begin Extracted entries

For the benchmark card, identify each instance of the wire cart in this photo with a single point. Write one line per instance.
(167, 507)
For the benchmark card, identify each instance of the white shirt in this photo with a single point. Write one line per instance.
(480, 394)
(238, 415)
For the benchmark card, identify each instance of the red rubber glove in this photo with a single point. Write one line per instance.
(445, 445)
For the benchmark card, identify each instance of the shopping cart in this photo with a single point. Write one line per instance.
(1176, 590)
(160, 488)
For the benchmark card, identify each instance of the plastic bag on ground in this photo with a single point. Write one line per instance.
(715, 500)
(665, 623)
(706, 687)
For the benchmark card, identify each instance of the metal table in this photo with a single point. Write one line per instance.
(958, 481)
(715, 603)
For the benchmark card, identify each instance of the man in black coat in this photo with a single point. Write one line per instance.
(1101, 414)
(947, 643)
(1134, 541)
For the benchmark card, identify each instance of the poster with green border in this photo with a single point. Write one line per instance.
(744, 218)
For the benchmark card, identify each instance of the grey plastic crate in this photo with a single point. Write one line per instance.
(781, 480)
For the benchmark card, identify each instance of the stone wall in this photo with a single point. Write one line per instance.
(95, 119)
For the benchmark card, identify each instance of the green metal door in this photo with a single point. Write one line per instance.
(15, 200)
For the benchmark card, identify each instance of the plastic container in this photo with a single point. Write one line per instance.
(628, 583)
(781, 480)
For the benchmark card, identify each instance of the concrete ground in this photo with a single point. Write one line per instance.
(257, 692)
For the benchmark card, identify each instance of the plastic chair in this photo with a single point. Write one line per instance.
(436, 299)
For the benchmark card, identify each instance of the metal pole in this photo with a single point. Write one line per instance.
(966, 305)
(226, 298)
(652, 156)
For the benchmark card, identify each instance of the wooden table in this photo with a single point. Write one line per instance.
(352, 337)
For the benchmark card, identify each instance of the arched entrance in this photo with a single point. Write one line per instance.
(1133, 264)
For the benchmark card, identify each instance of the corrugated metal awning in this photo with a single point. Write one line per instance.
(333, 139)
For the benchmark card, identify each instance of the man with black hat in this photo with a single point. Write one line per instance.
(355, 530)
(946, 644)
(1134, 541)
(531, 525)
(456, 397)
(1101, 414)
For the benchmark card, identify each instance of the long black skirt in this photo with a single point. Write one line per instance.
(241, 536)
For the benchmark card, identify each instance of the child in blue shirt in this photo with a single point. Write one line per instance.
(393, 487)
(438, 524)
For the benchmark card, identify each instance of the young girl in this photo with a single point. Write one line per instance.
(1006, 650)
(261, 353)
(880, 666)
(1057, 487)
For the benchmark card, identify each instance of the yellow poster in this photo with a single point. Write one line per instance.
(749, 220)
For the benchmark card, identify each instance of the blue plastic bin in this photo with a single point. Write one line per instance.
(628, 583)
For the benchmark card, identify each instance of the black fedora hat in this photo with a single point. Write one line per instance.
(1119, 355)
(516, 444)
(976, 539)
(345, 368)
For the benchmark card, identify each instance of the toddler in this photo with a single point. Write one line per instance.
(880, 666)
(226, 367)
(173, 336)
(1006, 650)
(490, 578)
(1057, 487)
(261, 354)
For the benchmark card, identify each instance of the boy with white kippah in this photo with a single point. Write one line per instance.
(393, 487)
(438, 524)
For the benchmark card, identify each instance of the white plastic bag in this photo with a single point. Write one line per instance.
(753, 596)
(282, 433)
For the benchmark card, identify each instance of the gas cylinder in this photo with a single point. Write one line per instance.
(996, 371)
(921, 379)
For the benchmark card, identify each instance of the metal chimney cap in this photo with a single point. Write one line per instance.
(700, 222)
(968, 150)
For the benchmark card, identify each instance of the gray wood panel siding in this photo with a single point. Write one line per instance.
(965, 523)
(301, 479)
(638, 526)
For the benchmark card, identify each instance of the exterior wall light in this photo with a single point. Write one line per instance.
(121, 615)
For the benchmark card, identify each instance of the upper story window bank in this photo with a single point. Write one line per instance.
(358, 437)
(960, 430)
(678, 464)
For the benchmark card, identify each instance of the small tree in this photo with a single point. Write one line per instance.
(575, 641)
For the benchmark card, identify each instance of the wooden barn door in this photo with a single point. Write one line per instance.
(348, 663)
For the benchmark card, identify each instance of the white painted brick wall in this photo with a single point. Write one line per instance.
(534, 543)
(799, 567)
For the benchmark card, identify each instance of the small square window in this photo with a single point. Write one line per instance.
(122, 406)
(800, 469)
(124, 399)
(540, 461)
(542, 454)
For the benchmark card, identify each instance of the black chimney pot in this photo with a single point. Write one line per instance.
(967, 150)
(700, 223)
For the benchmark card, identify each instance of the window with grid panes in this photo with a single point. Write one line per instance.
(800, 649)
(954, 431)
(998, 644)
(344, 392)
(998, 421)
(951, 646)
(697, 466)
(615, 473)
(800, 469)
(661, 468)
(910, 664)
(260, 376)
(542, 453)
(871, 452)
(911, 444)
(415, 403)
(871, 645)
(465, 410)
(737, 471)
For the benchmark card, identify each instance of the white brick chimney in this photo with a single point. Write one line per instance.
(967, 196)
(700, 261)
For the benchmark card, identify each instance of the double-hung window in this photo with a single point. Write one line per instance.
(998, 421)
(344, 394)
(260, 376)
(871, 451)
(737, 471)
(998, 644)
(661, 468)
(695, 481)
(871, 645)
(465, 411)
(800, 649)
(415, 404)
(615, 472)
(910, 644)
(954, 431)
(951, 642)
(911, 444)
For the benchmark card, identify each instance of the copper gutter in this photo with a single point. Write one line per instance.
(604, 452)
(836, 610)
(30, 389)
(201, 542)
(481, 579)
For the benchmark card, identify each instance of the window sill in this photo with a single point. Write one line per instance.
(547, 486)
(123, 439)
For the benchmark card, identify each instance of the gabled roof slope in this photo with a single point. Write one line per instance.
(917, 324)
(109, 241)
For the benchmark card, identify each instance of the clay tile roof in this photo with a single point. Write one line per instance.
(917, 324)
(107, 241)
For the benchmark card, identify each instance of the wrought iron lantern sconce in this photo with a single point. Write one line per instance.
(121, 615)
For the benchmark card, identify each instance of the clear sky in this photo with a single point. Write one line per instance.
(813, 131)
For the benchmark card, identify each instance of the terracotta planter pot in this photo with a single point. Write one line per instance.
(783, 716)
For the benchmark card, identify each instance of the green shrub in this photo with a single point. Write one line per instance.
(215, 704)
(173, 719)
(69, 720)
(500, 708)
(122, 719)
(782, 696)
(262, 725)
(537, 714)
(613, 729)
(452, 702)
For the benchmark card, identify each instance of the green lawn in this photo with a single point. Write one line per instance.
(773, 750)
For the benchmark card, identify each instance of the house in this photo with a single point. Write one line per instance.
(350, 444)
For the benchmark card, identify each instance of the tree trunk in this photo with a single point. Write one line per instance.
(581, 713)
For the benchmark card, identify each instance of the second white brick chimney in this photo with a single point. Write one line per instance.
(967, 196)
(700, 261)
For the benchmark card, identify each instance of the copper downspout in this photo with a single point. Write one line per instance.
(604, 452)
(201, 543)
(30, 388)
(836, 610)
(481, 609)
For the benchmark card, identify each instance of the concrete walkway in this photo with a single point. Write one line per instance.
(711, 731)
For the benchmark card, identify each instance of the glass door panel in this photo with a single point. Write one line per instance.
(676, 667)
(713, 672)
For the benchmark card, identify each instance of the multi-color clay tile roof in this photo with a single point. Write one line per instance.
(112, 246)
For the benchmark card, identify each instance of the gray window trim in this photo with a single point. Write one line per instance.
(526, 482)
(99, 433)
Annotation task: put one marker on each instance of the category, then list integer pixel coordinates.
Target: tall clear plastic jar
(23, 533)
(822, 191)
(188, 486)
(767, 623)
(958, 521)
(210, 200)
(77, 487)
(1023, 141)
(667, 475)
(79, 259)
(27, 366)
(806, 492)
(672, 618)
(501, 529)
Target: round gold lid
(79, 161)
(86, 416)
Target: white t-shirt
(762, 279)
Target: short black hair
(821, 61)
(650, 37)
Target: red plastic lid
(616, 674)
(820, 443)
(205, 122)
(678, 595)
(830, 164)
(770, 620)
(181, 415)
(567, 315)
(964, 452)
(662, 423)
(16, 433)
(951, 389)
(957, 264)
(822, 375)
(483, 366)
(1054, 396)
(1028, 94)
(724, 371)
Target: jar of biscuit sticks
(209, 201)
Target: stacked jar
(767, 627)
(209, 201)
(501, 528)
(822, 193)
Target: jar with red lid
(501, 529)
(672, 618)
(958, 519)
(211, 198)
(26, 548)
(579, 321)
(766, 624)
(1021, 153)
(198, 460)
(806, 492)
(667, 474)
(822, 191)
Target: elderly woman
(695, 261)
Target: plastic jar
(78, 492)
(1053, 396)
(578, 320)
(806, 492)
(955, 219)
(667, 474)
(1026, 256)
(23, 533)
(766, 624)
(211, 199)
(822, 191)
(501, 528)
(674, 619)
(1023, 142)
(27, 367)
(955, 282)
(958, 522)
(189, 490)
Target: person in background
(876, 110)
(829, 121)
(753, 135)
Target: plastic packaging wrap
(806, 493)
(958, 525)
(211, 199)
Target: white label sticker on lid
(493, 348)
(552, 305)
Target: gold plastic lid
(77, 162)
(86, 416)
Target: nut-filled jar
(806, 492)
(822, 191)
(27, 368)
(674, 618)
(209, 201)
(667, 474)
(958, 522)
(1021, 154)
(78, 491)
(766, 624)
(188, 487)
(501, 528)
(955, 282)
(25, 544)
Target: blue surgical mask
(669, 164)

end Extracted entries

- _Stated task_: Exact repetition is required for the lines from the one that contains "of the multi-color" through the final line; leave out everything else.

- _Answer to this task_:
For the benchmark card, identify each instance of the multi-color clay tile roof in this photo with a single point. Write one line per instance.
(112, 246)
For the benchmark card, identify each instance of the gray window trim in this photo with a single point. Write one line per instance.
(526, 482)
(99, 433)
Annotation task: put one marker on each instance of the category, then list integer pixel coordinates.
Target: tall clear plastic jar
(23, 533)
(822, 191)
(188, 486)
(767, 623)
(958, 521)
(210, 200)
(77, 487)
(1023, 141)
(667, 475)
(79, 259)
(27, 366)
(806, 492)
(672, 618)
(501, 529)
Target: round gold lid
(79, 161)
(86, 416)
Target: white t-shirt
(762, 279)
Target: short black hair
(821, 61)
(650, 37)
Target: red plastic lid
(616, 674)
(820, 443)
(205, 122)
(678, 595)
(830, 164)
(770, 620)
(181, 415)
(567, 315)
(964, 452)
(662, 423)
(16, 433)
(951, 389)
(957, 264)
(822, 375)
(483, 366)
(1054, 396)
(1028, 94)
(724, 371)
Target: jar of biscuit sticks
(209, 201)
Target: stacked jar
(767, 627)
(209, 201)
(501, 528)
(822, 193)
Target: jar with red lid
(501, 529)
(672, 618)
(958, 519)
(211, 198)
(26, 548)
(579, 321)
(766, 624)
(1021, 153)
(198, 460)
(806, 492)
(667, 474)
(822, 191)
Target: elderly woman
(695, 261)
Target: plastic jar
(78, 492)
(1053, 396)
(578, 320)
(806, 492)
(955, 219)
(667, 474)
(1026, 256)
(23, 533)
(766, 624)
(211, 199)
(822, 191)
(501, 528)
(674, 619)
(1023, 142)
(27, 367)
(955, 282)
(958, 522)
(189, 490)
Target: person in background
(876, 110)
(829, 121)
(753, 135)
Target: plastic packaging wrap
(806, 493)
(958, 525)
(211, 199)
Target: white label sticker on lid
(493, 348)
(552, 305)
Target: gold plastic lid
(77, 162)
(86, 416)
Target: nut-filled jar
(806, 492)
(822, 191)
(27, 368)
(674, 618)
(209, 201)
(667, 474)
(958, 522)
(1021, 154)
(78, 491)
(766, 624)
(188, 487)
(501, 528)
(955, 282)
(25, 544)
Target: blue surgical mask
(669, 164)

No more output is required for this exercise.